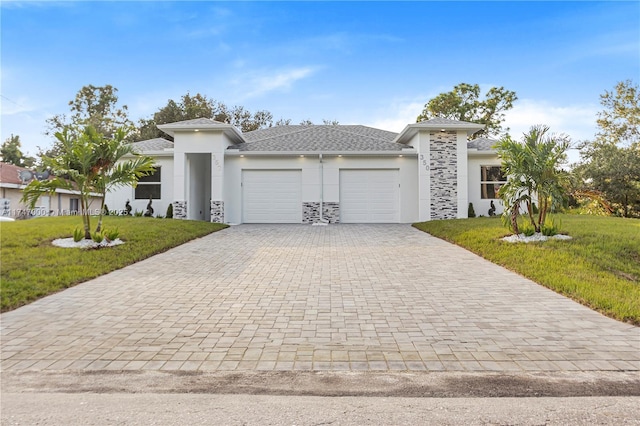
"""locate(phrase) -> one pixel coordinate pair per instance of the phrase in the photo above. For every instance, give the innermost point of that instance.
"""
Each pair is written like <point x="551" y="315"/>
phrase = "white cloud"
<point x="259" y="84"/>
<point x="396" y="116"/>
<point x="578" y="120"/>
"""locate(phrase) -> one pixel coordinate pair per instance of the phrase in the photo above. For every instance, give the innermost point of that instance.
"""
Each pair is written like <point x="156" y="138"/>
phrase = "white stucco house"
<point x="317" y="173"/>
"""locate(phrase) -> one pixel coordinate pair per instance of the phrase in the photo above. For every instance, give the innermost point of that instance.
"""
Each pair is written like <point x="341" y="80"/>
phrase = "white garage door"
<point x="272" y="196"/>
<point x="369" y="196"/>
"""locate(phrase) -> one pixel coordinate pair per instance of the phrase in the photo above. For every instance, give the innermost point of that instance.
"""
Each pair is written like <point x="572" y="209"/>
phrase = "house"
<point x="317" y="173"/>
<point x="14" y="179"/>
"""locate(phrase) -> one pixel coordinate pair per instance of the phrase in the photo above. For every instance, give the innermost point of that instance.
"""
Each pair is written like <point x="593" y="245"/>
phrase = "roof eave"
<point x="412" y="129"/>
<point x="231" y="131"/>
<point x="236" y="153"/>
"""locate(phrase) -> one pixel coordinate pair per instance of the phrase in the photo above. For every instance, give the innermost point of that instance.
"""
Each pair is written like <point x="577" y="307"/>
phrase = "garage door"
<point x="369" y="196"/>
<point x="272" y="196"/>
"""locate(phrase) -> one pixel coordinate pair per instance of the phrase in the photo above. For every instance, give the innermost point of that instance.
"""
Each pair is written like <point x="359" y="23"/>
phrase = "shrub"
<point x="527" y="229"/>
<point x="78" y="234"/>
<point x="550" y="227"/>
<point x="97" y="237"/>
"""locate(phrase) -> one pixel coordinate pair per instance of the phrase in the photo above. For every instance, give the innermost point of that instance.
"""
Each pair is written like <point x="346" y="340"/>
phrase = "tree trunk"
<point x="86" y="219"/>
<point x="626" y="205"/>
<point x="514" y="218"/>
<point x="530" y="212"/>
<point x="98" y="228"/>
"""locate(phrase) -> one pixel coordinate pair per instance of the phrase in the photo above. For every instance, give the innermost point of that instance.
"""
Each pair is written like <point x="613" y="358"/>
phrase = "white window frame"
<point x="484" y="194"/>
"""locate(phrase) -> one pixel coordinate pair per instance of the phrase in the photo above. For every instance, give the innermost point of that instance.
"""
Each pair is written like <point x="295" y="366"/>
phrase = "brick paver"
<point x="299" y="297"/>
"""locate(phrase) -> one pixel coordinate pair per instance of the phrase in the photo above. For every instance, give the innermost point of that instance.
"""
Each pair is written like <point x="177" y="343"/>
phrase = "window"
<point x="149" y="186"/>
<point x="491" y="179"/>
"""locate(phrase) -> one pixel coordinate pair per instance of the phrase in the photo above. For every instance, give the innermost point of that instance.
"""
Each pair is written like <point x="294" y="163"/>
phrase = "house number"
<point x="424" y="162"/>
<point x="215" y="160"/>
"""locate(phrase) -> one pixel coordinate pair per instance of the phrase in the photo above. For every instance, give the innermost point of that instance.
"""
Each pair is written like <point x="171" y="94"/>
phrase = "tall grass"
<point x="31" y="267"/>
<point x="599" y="267"/>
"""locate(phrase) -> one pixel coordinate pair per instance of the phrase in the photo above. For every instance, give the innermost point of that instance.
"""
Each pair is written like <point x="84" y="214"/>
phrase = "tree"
<point x="619" y="122"/>
<point x="200" y="106"/>
<point x="463" y="103"/>
<point x="94" y="106"/>
<point x="534" y="174"/>
<point x="12" y="154"/>
<point x="610" y="164"/>
<point x="89" y="162"/>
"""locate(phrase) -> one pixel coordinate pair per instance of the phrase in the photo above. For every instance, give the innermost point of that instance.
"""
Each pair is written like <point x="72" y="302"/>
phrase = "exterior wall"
<point x="481" y="206"/>
<point x="313" y="174"/>
<point x="117" y="199"/>
<point x="203" y="142"/>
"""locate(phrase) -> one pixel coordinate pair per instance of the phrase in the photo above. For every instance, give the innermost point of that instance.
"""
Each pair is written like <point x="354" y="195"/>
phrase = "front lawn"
<point x="33" y="268"/>
<point x="599" y="267"/>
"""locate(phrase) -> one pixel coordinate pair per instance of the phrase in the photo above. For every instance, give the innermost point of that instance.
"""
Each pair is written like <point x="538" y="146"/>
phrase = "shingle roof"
<point x="449" y="122"/>
<point x="482" y="144"/>
<point x="197" y="122"/>
<point x="319" y="138"/>
<point x="157" y="144"/>
<point x="19" y="175"/>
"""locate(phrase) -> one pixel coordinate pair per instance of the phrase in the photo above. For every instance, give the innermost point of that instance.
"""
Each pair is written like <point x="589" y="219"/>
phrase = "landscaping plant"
<point x="534" y="174"/>
<point x="90" y="163"/>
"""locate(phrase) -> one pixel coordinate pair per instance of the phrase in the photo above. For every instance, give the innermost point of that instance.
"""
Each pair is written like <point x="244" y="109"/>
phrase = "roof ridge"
<point x="293" y="131"/>
<point x="360" y="134"/>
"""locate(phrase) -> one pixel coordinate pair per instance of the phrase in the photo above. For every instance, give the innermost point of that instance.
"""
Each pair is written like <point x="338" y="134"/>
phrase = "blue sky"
<point x="372" y="63"/>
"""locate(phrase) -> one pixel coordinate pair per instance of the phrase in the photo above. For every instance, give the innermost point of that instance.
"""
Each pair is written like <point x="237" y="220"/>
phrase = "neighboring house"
<point x="14" y="179"/>
<point x="317" y="173"/>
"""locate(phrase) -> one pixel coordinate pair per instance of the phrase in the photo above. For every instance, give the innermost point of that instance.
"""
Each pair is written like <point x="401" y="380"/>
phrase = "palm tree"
<point x="533" y="170"/>
<point x="110" y="171"/>
<point x="90" y="163"/>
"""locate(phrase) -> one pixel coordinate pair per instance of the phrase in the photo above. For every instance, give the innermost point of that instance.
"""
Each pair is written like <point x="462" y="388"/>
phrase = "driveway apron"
<point x="299" y="297"/>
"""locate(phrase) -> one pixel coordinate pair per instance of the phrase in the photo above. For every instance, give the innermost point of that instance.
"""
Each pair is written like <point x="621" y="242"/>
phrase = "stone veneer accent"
<point x="331" y="212"/>
<point x="179" y="209"/>
<point x="444" y="175"/>
<point x="311" y="212"/>
<point x="217" y="211"/>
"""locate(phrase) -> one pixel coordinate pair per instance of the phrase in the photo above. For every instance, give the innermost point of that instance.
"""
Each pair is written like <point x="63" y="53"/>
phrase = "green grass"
<point x="599" y="267"/>
<point x="32" y="268"/>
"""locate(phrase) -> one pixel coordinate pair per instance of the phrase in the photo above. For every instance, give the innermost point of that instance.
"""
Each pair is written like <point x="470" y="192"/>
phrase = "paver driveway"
<point x="296" y="297"/>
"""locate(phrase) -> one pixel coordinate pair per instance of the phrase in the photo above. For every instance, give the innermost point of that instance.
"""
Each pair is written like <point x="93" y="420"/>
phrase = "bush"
<point x="78" y="234"/>
<point x="97" y="237"/>
<point x="550" y="227"/>
<point x="527" y="229"/>
<point x="111" y="234"/>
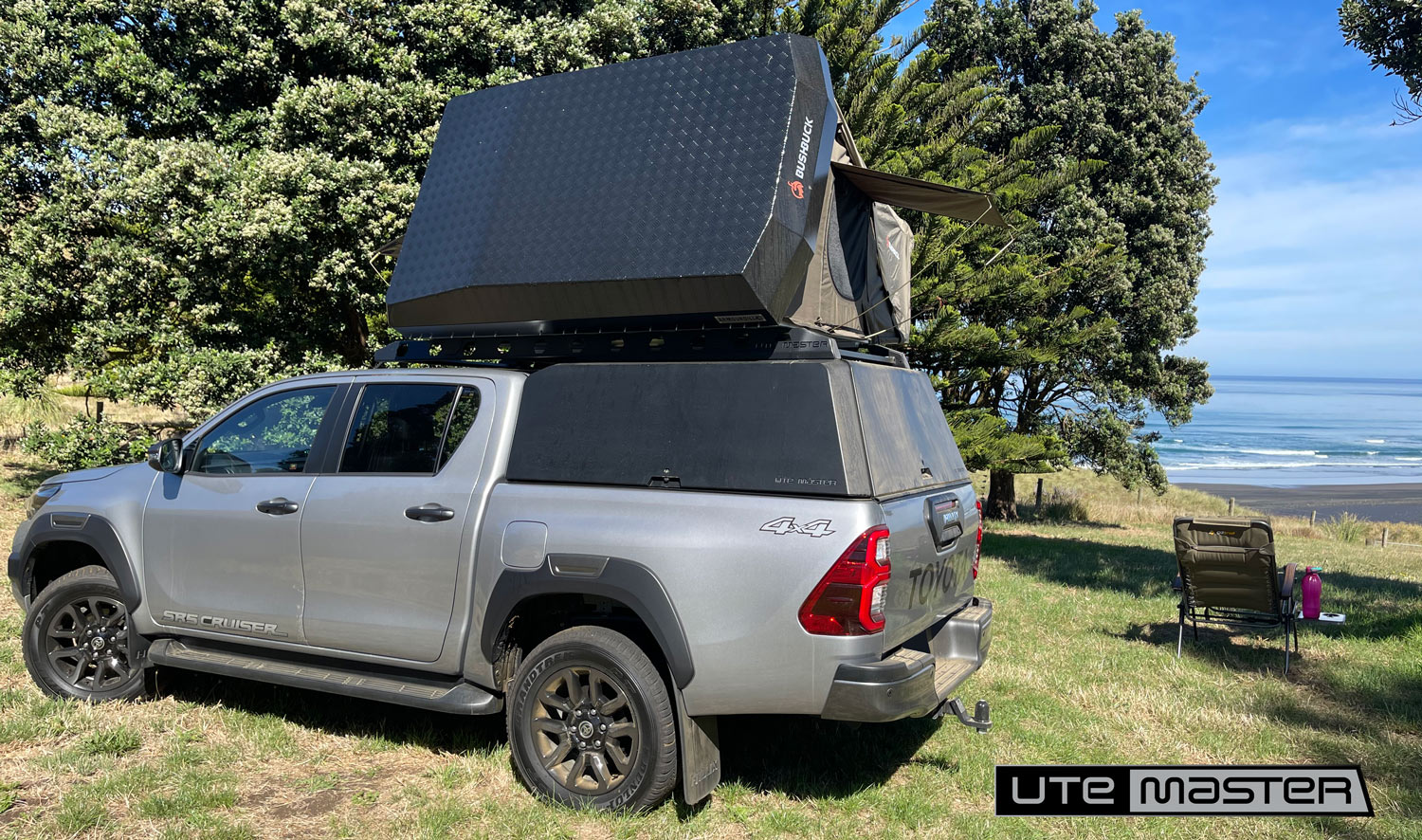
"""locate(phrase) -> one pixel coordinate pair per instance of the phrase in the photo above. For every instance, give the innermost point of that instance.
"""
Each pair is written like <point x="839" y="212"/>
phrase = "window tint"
<point x="275" y="433"/>
<point x="464" y="412"/>
<point x="397" y="428"/>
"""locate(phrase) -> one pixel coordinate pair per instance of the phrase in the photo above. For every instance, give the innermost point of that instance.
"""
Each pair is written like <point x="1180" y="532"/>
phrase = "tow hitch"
<point x="978" y="721"/>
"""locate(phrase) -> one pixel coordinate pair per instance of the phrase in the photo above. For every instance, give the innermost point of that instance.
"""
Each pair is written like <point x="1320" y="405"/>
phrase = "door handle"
<point x="278" y="506"/>
<point x="429" y="512"/>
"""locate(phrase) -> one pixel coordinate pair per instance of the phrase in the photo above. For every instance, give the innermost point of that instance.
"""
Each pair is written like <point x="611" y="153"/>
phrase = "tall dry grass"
<point x="1103" y="499"/>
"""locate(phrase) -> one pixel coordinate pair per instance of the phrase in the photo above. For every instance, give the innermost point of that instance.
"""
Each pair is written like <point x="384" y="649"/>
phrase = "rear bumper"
<point x="919" y="677"/>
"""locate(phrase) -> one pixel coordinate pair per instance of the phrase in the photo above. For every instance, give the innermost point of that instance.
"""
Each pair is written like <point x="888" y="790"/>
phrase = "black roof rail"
<point x="634" y="346"/>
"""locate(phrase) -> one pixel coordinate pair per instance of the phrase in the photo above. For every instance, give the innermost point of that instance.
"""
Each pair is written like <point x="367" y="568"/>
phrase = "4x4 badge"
<point x="785" y="524"/>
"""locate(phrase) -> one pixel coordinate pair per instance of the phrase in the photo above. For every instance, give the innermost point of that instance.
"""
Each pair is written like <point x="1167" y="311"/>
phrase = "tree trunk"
<point x="1001" y="496"/>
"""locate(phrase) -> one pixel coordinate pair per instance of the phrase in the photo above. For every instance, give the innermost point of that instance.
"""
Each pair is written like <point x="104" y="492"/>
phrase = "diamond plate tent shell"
<point x="680" y="190"/>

* * * * *

• Stated task: Report every line of the entries that contains the word "garage", treating case as significant.

• Solution to this exercise:
phrase = "white garage door"
phrase = "garage door"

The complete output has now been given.